▸ **Directive**: List every line below that contains the string "wall", matching case exactly.
[start]
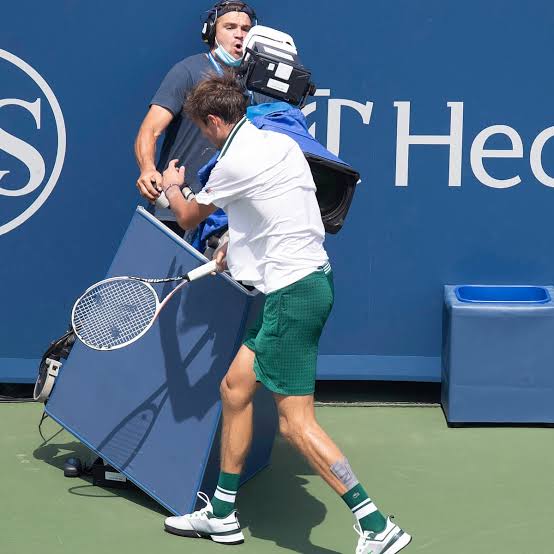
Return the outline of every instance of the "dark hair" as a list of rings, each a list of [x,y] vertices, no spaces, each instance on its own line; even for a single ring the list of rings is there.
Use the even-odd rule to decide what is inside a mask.
[[[192,119],[207,123],[209,115],[233,124],[246,113],[248,95],[237,83],[235,76],[213,76],[198,83],[185,100],[184,111]]]

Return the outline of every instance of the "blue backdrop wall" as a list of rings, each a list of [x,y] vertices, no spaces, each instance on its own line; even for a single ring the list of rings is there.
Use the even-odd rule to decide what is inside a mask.
[[[133,140],[208,2],[9,2],[0,19],[0,375],[36,371],[140,199]],[[362,173],[329,236],[320,370],[439,378],[442,285],[552,283],[546,1],[257,0],[296,40],[317,138]],[[148,252],[137,252],[137,256]],[[11,377],[10,377],[11,376]]]

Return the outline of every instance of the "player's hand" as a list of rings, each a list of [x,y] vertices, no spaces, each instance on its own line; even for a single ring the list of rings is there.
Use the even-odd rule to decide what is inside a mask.
[[[229,246],[229,243],[225,243],[221,248],[217,250],[217,253],[215,255],[215,263],[217,265],[217,271],[218,273],[221,273],[222,271],[225,271],[227,269],[227,247]]]
[[[185,166],[177,167],[179,160],[171,160],[163,173],[162,190],[171,185],[182,186],[185,183]]]
[[[160,196],[162,186],[162,175],[155,169],[143,171],[137,180],[137,188],[142,197],[149,202],[155,202]]]

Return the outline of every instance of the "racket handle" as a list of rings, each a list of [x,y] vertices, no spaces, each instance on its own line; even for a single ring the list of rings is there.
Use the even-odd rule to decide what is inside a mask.
[[[194,192],[192,192],[189,187],[183,187],[181,189],[181,193],[185,197],[185,200],[189,201],[192,200],[195,196]],[[163,191],[160,193],[160,196],[156,198],[155,204],[158,208],[169,208],[169,200],[167,199],[167,196]]]
[[[215,260],[212,260],[207,264],[201,265],[200,267],[197,267],[196,269],[189,271],[187,273],[187,279],[189,281],[194,281],[196,279],[200,279],[201,277],[205,277],[210,273],[214,273],[215,271],[217,271],[217,265],[215,263]]]

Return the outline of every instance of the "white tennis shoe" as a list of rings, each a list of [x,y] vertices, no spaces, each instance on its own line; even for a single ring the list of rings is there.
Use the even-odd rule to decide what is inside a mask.
[[[354,531],[359,535],[356,554],[396,554],[412,540],[390,517],[387,519],[387,526],[380,533],[362,531],[358,524],[354,525]]]
[[[213,515],[208,496],[199,492],[198,497],[206,506],[192,514],[168,517],[165,520],[165,530],[181,537],[211,539],[223,544],[242,544],[244,535],[237,519],[237,512],[233,511],[225,518],[217,518]]]

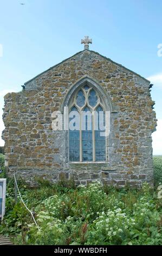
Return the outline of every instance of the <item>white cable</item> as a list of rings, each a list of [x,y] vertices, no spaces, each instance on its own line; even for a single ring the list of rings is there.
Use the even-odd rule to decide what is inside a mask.
[[[37,225],[37,223],[36,223],[36,221],[35,221],[35,218],[34,218],[34,216],[33,216],[33,214],[32,211],[31,211],[29,209],[29,208],[28,208],[28,207],[27,207],[27,205],[25,205],[25,203],[24,202],[24,201],[23,201],[23,199],[22,199],[22,196],[21,196],[21,195],[20,190],[19,190],[18,187],[18,186],[17,186],[17,181],[16,181],[16,177],[15,177],[15,174],[14,174],[14,179],[15,179],[15,184],[16,184],[16,185],[17,189],[18,192],[18,193],[19,193],[19,196],[20,196],[20,198],[21,198],[22,202],[23,202],[23,203],[24,206],[25,207],[25,208],[26,208],[26,209],[28,210],[28,211],[29,211],[29,212],[30,213],[31,215],[32,216],[32,217],[33,217],[33,220],[34,220],[34,221],[35,224],[36,225],[37,227],[38,225]]]

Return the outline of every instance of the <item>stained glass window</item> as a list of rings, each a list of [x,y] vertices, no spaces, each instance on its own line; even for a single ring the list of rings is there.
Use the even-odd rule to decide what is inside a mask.
[[[76,103],[77,105],[79,107],[82,107],[85,104],[85,97],[84,96],[84,94],[83,92],[80,90],[77,94],[77,99],[76,99]]]
[[[95,92],[94,90],[91,90],[88,97],[89,104],[92,107],[94,107],[97,103],[98,97]]]
[[[73,107],[71,109],[72,111],[77,112],[77,109],[75,107]],[[69,122],[75,118],[75,115],[73,117],[69,118]],[[69,123],[70,124],[70,123]],[[75,122],[73,127],[69,129],[69,161],[72,162],[79,162],[80,161],[80,138],[79,138],[79,130],[75,129]],[[73,130],[74,128],[74,130]]]
[[[96,161],[105,161],[105,115],[103,109],[100,106],[96,108],[98,113],[98,129],[95,131],[95,160]],[[102,124],[101,123],[102,122]]]
[[[80,117],[79,125],[76,125],[77,129],[69,128],[69,161],[105,161],[105,107],[99,94],[92,86],[85,84],[74,93],[69,108],[70,113],[76,111]],[[96,120],[93,111],[97,113]],[[73,121],[75,126],[72,113],[69,122]]]
[[[85,113],[87,114],[85,115]],[[90,109],[86,107],[82,115],[82,161],[93,161],[93,143],[92,129],[92,114]]]

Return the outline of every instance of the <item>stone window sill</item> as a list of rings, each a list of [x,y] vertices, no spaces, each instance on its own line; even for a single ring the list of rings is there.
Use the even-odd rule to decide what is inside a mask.
[[[67,167],[70,168],[90,169],[95,167],[104,171],[116,170],[116,168],[114,166],[111,166],[108,162],[69,162],[66,165]]]

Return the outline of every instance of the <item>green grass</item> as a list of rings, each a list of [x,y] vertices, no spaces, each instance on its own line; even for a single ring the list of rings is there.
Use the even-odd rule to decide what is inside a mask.
[[[162,184],[162,156],[153,156],[153,160],[155,184],[157,186],[160,182]]]
[[[156,189],[161,181],[162,157],[153,161],[154,190],[146,183],[140,190],[100,183],[75,187],[73,180],[54,185],[43,178],[36,179],[37,187],[31,188],[18,180],[38,227],[19,197],[15,202],[14,180],[8,179],[0,234],[16,236],[14,242],[20,245],[162,245],[162,199]]]

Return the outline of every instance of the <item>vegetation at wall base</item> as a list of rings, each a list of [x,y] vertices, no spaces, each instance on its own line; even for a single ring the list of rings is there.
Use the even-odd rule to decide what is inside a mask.
[[[162,170],[157,160],[154,164],[158,182]],[[162,199],[155,186],[119,190],[96,182],[76,187],[73,180],[51,184],[35,179],[36,187],[23,180],[18,184],[38,227],[19,197],[15,203],[14,179],[8,179],[0,234],[15,236],[15,244],[162,245]]]

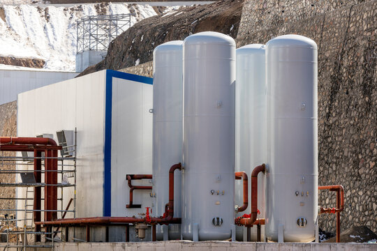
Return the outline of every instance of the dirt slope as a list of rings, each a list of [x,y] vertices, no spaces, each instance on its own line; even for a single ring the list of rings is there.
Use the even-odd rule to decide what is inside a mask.
[[[205,6],[182,7],[170,15],[147,18],[115,38],[105,59],[79,76],[103,69],[119,70],[150,61],[163,43],[184,40],[192,33],[213,31],[235,38],[243,1],[224,0]]]

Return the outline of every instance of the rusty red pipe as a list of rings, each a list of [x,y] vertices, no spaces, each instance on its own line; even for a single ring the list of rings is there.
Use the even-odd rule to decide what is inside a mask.
[[[174,218],[174,172],[182,170],[181,163],[172,165],[169,170],[169,203],[166,204],[168,215],[161,218],[151,218],[151,222],[164,224],[180,224],[182,219]],[[69,225],[89,224],[110,224],[110,223],[141,223],[146,222],[145,218],[134,218],[132,217],[94,217],[75,219],[61,219],[59,220],[36,222],[36,225]]]
[[[239,217],[235,219],[235,223],[240,223],[240,220],[242,220],[244,224],[246,227],[250,227],[254,225],[254,222],[257,220],[258,217],[258,174],[266,172],[266,165],[262,164],[253,169],[251,172],[251,212],[250,213],[250,218],[244,218]]]
[[[157,223],[165,223],[165,220],[162,218],[152,218],[152,222]],[[145,218],[134,218],[132,217],[94,217],[87,218],[75,218],[75,219],[61,219],[58,220],[51,220],[45,222],[36,222],[36,225],[46,226],[67,226],[67,225],[105,225],[110,223],[142,223],[145,222]],[[170,220],[170,223],[179,224],[181,223],[181,218],[173,218]]]
[[[174,218],[174,172],[177,169],[182,169],[182,165],[180,162],[173,165],[169,170],[169,203],[166,204],[168,208],[168,217],[165,218],[166,222],[170,222]]]
[[[249,218],[241,218],[239,220],[239,225],[245,225],[245,226],[250,226],[250,225],[249,224]],[[251,225],[265,225],[265,220],[262,218],[262,219],[256,219]]]
[[[54,139],[38,137],[0,137],[0,151],[36,152],[36,149],[45,151],[47,157],[54,158],[45,160],[45,169],[57,171],[57,150],[61,149],[61,146],[58,146]],[[34,165],[38,165],[38,162],[34,161]],[[40,167],[34,167],[36,171]],[[34,172],[35,176],[37,175],[36,173],[37,172]],[[47,172],[45,175],[45,183],[46,185],[57,184],[57,172]],[[36,195],[37,196],[34,197],[34,204],[38,206],[39,204],[36,203],[36,199],[40,196]],[[45,198],[46,210],[57,210],[57,187],[47,185],[45,188]],[[45,212],[46,220],[54,220],[57,218],[56,212]]]
[[[239,207],[237,212],[244,211],[249,206],[249,181],[247,178],[247,174],[244,172],[236,172],[235,173],[235,179],[243,180],[243,188],[244,188],[244,204],[242,206]]]
[[[151,174],[127,174],[126,176],[128,186],[130,187],[130,203],[126,205],[127,208],[141,208],[141,205],[135,205],[133,204],[133,190],[151,190],[151,185],[132,185],[132,180],[140,180],[144,178],[151,179]]]
[[[50,138],[23,137],[0,137],[0,144],[21,145],[50,145],[57,146],[57,142]]]
[[[340,243],[340,212],[344,209],[344,188],[341,185],[318,186],[318,190],[329,190],[337,192],[337,208],[320,208],[320,213],[337,213],[337,242]]]

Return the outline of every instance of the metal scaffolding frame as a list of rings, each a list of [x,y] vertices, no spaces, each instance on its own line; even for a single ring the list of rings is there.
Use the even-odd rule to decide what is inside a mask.
[[[131,27],[131,14],[93,15],[77,21],[77,53],[106,51],[111,41]]]
[[[44,155],[26,158],[24,156],[6,156],[2,154],[3,153],[2,151],[6,150],[1,150],[0,147],[0,175],[15,174],[18,176],[16,176],[14,183],[0,183],[0,190],[6,187],[13,187],[15,188],[15,190],[17,188],[22,188],[25,190],[24,192],[20,193],[16,191],[15,197],[0,197],[1,201],[15,201],[13,204],[8,202],[6,208],[0,207],[0,212],[6,213],[0,215],[0,248],[3,248],[3,250],[26,250],[27,248],[50,248],[53,249],[54,243],[61,241],[61,238],[57,238],[56,237],[57,234],[60,233],[59,229],[54,230],[53,228],[43,227],[40,229],[37,229],[34,224],[34,212],[40,212],[40,213],[54,212],[59,216],[59,218],[64,218],[67,213],[71,213],[73,218],[75,218],[76,134],[77,131],[75,130],[74,145],[63,146],[64,149],[68,149],[72,153],[71,155],[67,157],[47,157]],[[48,162],[49,160],[51,159],[57,159],[58,168],[56,171],[45,169],[45,162]],[[32,169],[34,162],[36,160],[41,162],[42,168],[40,170]],[[17,167],[17,168],[13,169],[9,167]],[[50,172],[57,173],[57,184],[47,184],[44,182],[45,175]],[[30,174],[33,176],[36,172],[40,173],[40,182],[30,182],[29,181],[25,182],[24,178],[24,181],[20,178],[21,175],[27,176],[29,174],[30,176]],[[58,191],[60,189],[60,195],[58,195],[57,197],[58,201],[60,201],[60,208],[58,207],[57,210],[45,210],[42,208],[36,209],[34,190],[36,188],[40,188],[41,195],[44,195],[45,189],[49,186],[57,187]],[[73,198],[71,198],[68,201],[65,201],[64,190],[64,188],[70,187],[73,188],[74,190]],[[41,201],[44,201],[44,199],[43,197],[40,198]],[[24,201],[23,208],[17,205],[18,201]],[[71,206],[72,202],[73,202],[73,205]],[[15,207],[10,208],[11,204],[15,204]],[[6,236],[6,238],[3,236]],[[44,236],[44,240],[42,240],[42,236]]]

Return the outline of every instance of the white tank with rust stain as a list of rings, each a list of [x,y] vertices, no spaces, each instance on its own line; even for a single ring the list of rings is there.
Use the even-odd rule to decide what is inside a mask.
[[[267,240],[309,242],[318,215],[317,45],[297,35],[266,45]],[[280,234],[279,234],[280,233]]]
[[[154,49],[153,56],[153,215],[159,217],[169,202],[169,169],[182,161],[183,41],[171,41]],[[181,217],[181,172],[175,172],[174,217]],[[170,239],[181,237],[180,225],[169,225]],[[163,239],[167,226],[156,226]],[[167,233],[166,233],[167,234]],[[168,235],[165,234],[165,238]]]
[[[265,45],[254,44],[236,50],[235,169],[245,172],[251,187],[251,172],[255,167],[266,162],[266,83]],[[265,176],[258,178],[258,218],[265,218]],[[242,181],[235,181],[235,203],[243,203]],[[251,193],[249,190],[249,206],[237,217],[249,214]],[[257,228],[251,229],[251,241],[257,241]],[[261,240],[265,226],[261,227]],[[237,238],[247,240],[246,229],[237,227]]]
[[[231,37],[207,31],[184,40],[184,239],[225,240],[231,236],[235,81],[235,43]]]

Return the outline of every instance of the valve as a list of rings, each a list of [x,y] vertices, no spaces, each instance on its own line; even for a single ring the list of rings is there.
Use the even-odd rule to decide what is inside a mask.
[[[151,223],[151,216],[149,215],[150,207],[147,206],[145,208],[147,208],[147,213],[145,213],[145,221],[147,222],[147,223]]]

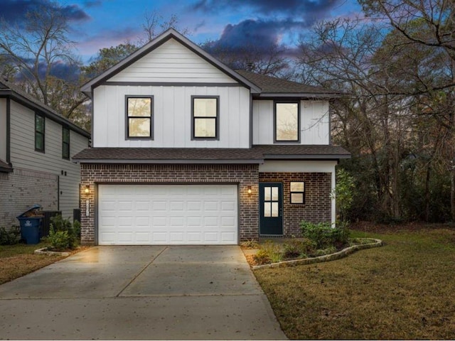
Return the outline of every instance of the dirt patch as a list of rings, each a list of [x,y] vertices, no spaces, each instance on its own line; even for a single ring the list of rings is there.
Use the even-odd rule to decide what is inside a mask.
[[[19,254],[0,259],[0,284],[21,277],[65,257]]]
[[[75,250],[70,250],[69,252],[74,254],[89,247],[80,247]],[[0,258],[0,284],[21,277],[64,258],[65,257],[62,256],[30,254]]]

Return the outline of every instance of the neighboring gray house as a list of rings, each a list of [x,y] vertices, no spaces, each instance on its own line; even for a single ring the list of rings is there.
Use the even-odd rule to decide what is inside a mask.
[[[83,243],[236,244],[335,222],[341,94],[233,70],[173,29],[82,90]]]
[[[80,166],[71,157],[90,135],[18,87],[0,80],[0,227],[34,204],[73,219]]]

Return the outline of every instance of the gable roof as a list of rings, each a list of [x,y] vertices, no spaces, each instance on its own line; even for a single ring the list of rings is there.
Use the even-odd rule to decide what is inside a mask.
[[[150,41],[149,43],[146,43],[143,47],[137,50],[136,52],[129,55],[128,57],[121,60],[112,67],[109,68],[99,76],[95,77],[92,80],[85,83],[84,85],[82,85],[81,91],[87,96],[91,97],[92,90],[95,87],[105,82],[109,78],[117,75],[120,71],[124,70],[126,67],[131,65],[134,62],[141,58],[146,54],[149,53],[155,48],[161,45],[171,38],[175,39],[181,44],[186,46],[187,48],[195,53],[196,55],[199,55],[200,58],[205,60],[207,62],[210,63],[211,65],[213,65],[228,76],[230,76],[236,81],[251,89],[252,93],[260,92],[260,88],[257,87],[257,85],[256,85],[255,83],[246,79],[242,75],[236,72],[228,66],[225,65],[220,60],[218,60],[211,55],[207,53],[196,44],[193,43],[185,36],[182,36],[173,28],[168,29],[164,33],[161,33],[160,36],[154,38],[153,40]]]
[[[46,105],[40,100],[37,99],[30,94],[28,94],[17,85],[6,80],[0,79],[0,97],[10,97],[16,102],[32,109],[38,110],[45,114],[45,116],[53,121],[60,124],[68,126],[73,131],[87,137],[90,138],[90,134],[80,126],[75,125],[66,117],[64,117],[50,107]]]
[[[342,94],[340,92],[266,76],[245,70],[237,70],[236,72],[261,88],[262,91],[259,94],[261,97],[296,95],[301,97],[335,97]]]

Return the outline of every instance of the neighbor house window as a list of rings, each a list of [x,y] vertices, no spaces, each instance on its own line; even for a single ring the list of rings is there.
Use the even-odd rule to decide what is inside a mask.
[[[62,158],[70,159],[70,129],[63,127],[62,133]]]
[[[305,183],[303,181],[292,181],[290,184],[291,203],[305,203]]]
[[[299,142],[299,103],[275,103],[275,141]]]
[[[127,96],[127,136],[153,139],[153,96]]]
[[[219,139],[219,97],[192,96],[193,139]]]
[[[44,117],[35,114],[35,150],[44,152]]]

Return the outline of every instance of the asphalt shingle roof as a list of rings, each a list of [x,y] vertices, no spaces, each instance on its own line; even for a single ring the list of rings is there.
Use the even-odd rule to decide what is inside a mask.
[[[338,159],[350,154],[336,146],[255,146],[251,148],[88,148],[73,157],[84,162],[222,161],[257,163],[264,159]]]
[[[255,84],[262,90],[261,93],[271,94],[325,94],[328,97],[341,95],[341,92],[335,90],[328,90],[322,87],[306,85],[296,82],[285,80],[274,77],[266,76],[258,73],[246,71],[245,70],[236,70],[235,72],[243,76],[250,82]]]

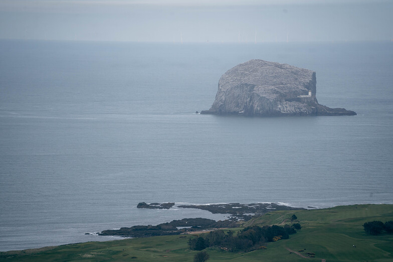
[end]
▸ **Task result**:
Return the outline of every instance of the "blue backdrop wall" as a list of rings, each a list of [x,y] vertices, no spaces, each instance on its own line; even for a single ring the list of rings is there.
Return the outline of every instance of the <item>vegetation at wall base</item> as a list of rings, each a list of [x,y] vertices, no spaces, each instance on its own line; even for a single ring the list of rings is there.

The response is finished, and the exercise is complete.